■ EXERCISE TASK
Reproduce nothing but the closing run of lines: the line with "point: the tall" and each line that follows it to the end of the data.

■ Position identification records
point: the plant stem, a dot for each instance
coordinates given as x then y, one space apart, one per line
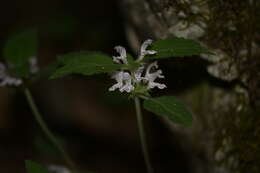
142 135
46 130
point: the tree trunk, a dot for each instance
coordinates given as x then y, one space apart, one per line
225 137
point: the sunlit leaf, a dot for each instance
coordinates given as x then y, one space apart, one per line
85 63
176 47
18 49
170 107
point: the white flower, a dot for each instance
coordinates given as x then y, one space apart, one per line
58 169
144 52
6 79
34 68
138 74
124 82
121 50
150 77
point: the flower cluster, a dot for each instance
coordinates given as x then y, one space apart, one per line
127 80
7 79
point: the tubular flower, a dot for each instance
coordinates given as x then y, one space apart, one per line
6 79
144 52
34 68
124 82
122 52
150 77
127 80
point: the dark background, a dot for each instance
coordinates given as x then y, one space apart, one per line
98 128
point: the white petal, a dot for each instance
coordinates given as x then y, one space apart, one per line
138 74
122 52
34 68
145 52
151 77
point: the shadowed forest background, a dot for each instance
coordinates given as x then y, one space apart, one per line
98 127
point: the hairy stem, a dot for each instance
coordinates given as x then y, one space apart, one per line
46 130
142 135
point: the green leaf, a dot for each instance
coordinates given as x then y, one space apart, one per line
176 47
18 49
33 167
47 148
169 106
85 63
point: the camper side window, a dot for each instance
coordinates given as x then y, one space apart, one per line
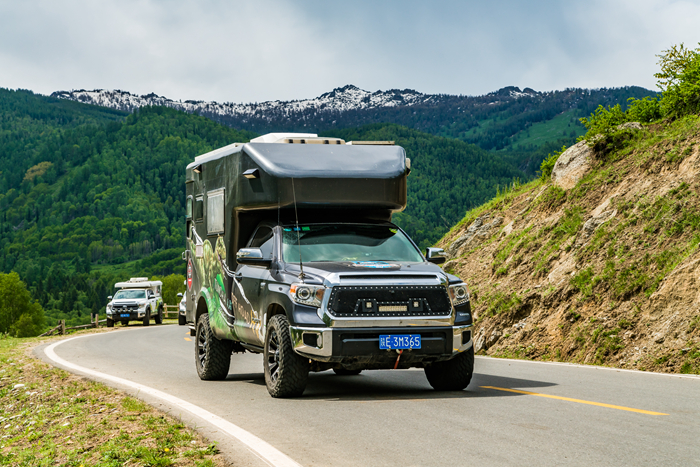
215 212
263 239
199 209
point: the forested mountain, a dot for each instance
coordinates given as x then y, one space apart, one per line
84 190
524 124
90 195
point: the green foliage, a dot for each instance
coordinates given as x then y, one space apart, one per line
447 178
604 121
20 316
679 80
172 285
645 110
86 190
548 164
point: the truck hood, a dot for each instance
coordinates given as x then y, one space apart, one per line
129 302
318 271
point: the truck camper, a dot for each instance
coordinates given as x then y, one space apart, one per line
291 253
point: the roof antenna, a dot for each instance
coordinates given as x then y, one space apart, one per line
296 217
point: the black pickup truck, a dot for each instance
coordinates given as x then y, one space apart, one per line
320 279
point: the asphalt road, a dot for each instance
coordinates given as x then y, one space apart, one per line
393 418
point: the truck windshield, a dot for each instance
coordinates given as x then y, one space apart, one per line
347 243
122 294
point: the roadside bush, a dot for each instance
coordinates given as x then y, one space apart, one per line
645 110
20 316
172 284
679 80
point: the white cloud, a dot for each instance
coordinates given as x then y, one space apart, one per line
281 49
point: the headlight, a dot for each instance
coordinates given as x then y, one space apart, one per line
459 294
311 295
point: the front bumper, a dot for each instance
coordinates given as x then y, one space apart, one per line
126 316
360 346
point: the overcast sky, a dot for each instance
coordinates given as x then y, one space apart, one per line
236 51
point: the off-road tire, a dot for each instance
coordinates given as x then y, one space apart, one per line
452 375
344 372
211 355
286 372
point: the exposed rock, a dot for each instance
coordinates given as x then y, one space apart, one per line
562 270
572 165
477 232
592 224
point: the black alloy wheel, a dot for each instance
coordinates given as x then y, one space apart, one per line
286 372
346 372
452 375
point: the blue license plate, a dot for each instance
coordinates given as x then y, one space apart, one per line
399 341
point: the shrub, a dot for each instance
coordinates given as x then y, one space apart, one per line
679 80
20 316
644 110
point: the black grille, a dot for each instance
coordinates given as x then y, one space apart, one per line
403 300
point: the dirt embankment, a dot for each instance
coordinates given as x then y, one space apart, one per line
599 266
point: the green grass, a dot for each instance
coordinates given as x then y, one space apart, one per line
50 417
564 125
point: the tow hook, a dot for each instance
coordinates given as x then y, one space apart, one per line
397 359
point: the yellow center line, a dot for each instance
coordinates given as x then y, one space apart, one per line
599 404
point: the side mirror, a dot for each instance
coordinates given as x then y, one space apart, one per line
252 257
435 255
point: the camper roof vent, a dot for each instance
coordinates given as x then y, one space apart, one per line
296 138
370 143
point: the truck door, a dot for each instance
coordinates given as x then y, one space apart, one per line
250 283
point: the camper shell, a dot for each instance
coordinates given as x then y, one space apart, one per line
246 202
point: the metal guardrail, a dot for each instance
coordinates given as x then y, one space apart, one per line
61 328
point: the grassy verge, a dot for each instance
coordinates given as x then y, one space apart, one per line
49 417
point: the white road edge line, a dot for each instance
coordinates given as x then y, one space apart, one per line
261 448
592 367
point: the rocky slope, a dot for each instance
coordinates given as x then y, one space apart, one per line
598 265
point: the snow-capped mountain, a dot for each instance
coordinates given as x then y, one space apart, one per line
339 100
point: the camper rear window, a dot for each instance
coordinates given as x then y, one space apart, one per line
347 243
215 212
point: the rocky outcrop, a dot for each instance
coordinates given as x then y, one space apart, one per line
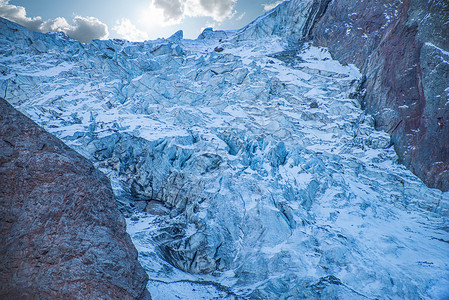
62 235
402 48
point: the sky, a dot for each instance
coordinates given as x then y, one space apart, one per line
134 20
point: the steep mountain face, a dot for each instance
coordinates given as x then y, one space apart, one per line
245 165
62 235
402 48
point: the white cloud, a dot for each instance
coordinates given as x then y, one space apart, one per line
270 6
127 30
219 10
83 29
171 9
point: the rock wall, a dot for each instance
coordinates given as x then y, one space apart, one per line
62 235
402 48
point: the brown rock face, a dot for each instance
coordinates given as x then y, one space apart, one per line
62 235
402 49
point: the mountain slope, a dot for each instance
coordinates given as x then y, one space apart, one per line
402 47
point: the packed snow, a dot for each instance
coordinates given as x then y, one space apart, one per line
247 173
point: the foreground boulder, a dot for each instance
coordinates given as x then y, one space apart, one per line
402 47
61 233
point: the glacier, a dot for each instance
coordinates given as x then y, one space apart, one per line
242 160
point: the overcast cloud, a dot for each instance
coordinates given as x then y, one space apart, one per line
83 29
127 30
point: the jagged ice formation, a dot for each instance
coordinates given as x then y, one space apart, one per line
245 165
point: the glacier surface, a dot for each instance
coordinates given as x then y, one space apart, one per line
244 164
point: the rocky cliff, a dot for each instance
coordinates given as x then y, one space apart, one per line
246 172
402 48
62 235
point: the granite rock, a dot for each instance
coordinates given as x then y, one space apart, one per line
62 235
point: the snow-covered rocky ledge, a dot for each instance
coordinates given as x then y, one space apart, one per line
245 166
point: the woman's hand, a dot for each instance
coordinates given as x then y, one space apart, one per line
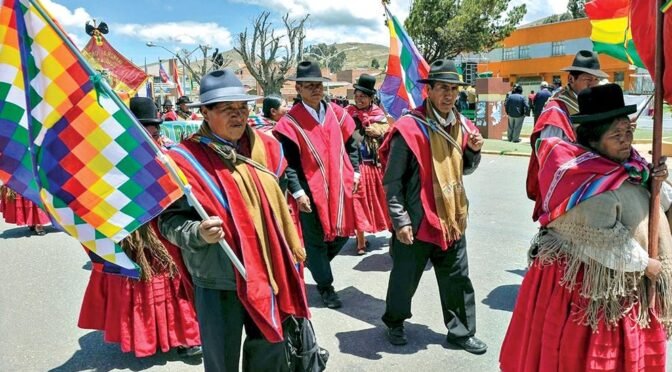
211 230
653 269
659 172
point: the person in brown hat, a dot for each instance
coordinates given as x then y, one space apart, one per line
425 155
370 128
322 174
554 119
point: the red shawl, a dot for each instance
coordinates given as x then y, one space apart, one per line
417 138
368 116
554 114
569 174
266 309
325 163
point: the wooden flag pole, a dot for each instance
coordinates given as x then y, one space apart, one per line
186 188
654 206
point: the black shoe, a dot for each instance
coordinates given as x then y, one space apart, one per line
188 352
330 299
470 344
397 335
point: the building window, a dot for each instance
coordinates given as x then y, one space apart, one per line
524 52
557 48
509 53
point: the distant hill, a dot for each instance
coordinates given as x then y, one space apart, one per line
358 55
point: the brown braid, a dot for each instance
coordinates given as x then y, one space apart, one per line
145 248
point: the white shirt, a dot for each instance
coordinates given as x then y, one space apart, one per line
319 117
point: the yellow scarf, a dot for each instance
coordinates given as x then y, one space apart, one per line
251 195
447 163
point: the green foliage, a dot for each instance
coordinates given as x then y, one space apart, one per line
577 8
326 55
446 28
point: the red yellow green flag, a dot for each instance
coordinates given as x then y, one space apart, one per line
612 34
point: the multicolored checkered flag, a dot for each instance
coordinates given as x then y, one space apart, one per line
68 143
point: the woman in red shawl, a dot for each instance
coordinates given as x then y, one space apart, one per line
593 299
371 126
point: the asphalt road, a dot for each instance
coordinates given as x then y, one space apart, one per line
42 282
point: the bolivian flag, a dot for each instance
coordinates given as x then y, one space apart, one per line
612 34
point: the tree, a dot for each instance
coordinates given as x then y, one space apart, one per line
446 28
269 56
577 8
326 55
198 68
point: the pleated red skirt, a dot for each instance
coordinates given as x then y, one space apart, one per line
370 206
544 336
143 317
21 211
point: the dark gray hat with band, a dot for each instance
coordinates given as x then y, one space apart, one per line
443 70
222 86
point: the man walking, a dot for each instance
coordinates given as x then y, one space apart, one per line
426 154
516 107
322 174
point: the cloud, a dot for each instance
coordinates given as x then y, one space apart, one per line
67 17
185 33
537 9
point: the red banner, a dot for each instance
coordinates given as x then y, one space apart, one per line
122 73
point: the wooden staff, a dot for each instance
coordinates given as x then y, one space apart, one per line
654 206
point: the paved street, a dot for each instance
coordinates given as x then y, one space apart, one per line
43 280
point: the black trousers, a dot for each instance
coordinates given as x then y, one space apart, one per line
452 275
221 318
319 253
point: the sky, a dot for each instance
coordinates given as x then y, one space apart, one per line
175 25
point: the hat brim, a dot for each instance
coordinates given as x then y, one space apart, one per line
598 73
602 116
310 79
233 98
449 81
365 90
150 121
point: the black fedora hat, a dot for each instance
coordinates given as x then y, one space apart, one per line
366 84
183 99
222 86
600 103
443 70
144 109
309 71
587 61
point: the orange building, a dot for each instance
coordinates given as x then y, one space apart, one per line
533 54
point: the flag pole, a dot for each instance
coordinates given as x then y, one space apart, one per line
654 206
186 188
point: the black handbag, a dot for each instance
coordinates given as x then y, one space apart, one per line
303 352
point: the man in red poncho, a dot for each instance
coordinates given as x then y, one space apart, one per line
426 154
322 174
234 172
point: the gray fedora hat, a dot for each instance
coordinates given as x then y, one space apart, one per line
309 71
586 61
222 86
443 70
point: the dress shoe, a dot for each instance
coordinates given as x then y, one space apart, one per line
330 299
470 344
397 335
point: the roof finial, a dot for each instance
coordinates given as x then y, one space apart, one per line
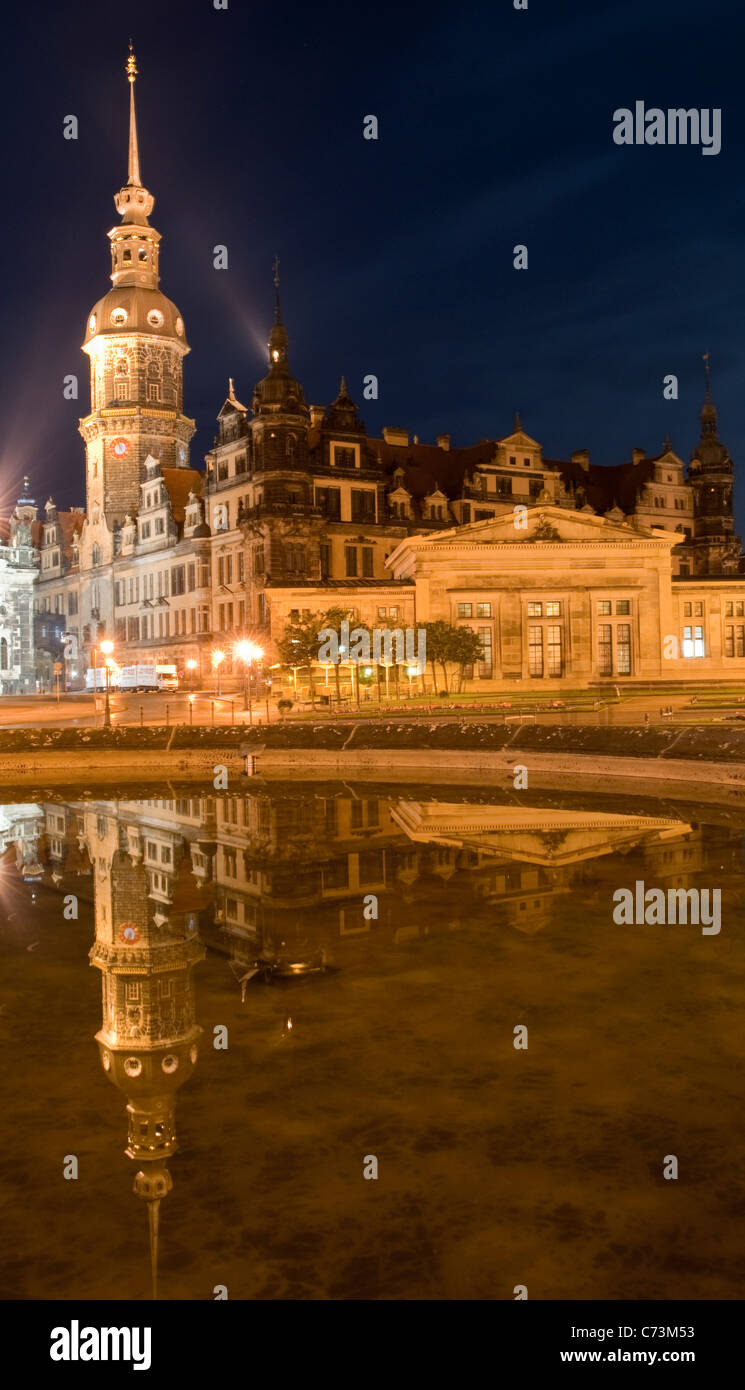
277 313
132 173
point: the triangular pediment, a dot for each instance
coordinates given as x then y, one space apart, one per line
546 524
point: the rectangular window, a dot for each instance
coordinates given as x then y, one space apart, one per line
553 649
485 660
535 651
330 502
623 649
605 649
363 505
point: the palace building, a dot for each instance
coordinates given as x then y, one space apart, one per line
571 573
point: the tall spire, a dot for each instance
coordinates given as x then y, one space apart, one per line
153 1218
708 410
277 309
132 167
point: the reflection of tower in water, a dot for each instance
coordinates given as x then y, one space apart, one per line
149 1039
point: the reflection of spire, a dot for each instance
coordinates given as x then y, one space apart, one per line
708 410
132 166
149 1037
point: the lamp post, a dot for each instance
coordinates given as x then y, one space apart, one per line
107 648
248 653
217 658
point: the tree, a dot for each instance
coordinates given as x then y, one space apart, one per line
463 649
438 644
334 617
299 645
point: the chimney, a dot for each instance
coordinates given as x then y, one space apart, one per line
394 435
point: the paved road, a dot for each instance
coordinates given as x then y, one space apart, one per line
86 710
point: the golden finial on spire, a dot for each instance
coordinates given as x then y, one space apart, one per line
134 174
131 64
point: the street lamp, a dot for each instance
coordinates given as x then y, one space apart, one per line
248 652
107 648
217 658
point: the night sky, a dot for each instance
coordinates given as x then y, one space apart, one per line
495 128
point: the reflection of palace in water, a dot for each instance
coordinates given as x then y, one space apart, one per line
278 880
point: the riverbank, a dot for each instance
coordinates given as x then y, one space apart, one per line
444 748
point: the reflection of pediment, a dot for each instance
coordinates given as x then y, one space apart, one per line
531 834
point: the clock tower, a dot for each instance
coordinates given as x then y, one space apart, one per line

■ FULL SOLUTION
point: the tall spire, a dot for each instance
coordinates given as x then y, one space apart, one per line
153 1218
708 410
277 309
132 167
point: the reflection of tower in water, a dot for each instance
coordinates given as x then y, one space apart, one per line
149 1039
point: the reflection of spire, a dot for each instance
coordinates given as x then y, one space apart, one per line
708 410
132 166
149 1037
point: the lamp post, a dot for each instance
coordinates given as x then y, one space apart, one per line
107 648
248 653
217 658
point: the tree, a dot for each instance
coordinates given as x then y, one space apart, one per line
463 649
438 644
334 617
299 645
point: the chimney, a dot for each instance
coordinates given as x then y, one space apart, one per line
394 435
point: the paved road, a dot for each instance
coordinates given as x then y, one space apart, one per line
86 710
point: the golden finial on spire, a dot for each instance
coordinates given as x then y, one space apart, one per line
134 174
131 64
point: the street lamp, a dot for each instance
coordinates given as x then y, one space apart, one per line
248 652
107 648
217 658
point: the night sky, a dot for each instance
coordinates given as x then y, one space apart, one per line
495 128
point: the reflection of palace in water, a dot for each instance
coordinates given as x then y, one space apart, one per line
278 880
point: the riverbank, a dot for each instance
coordinates given as x then y, one space apart, one per line
444 748
point: the reflection of pediment, a dot for each instance
coordinates given as x then y, one space apart, one per line
531 834
point: the clock tower, a dot for each instance
coordinates given as x then y, one space apart, one per line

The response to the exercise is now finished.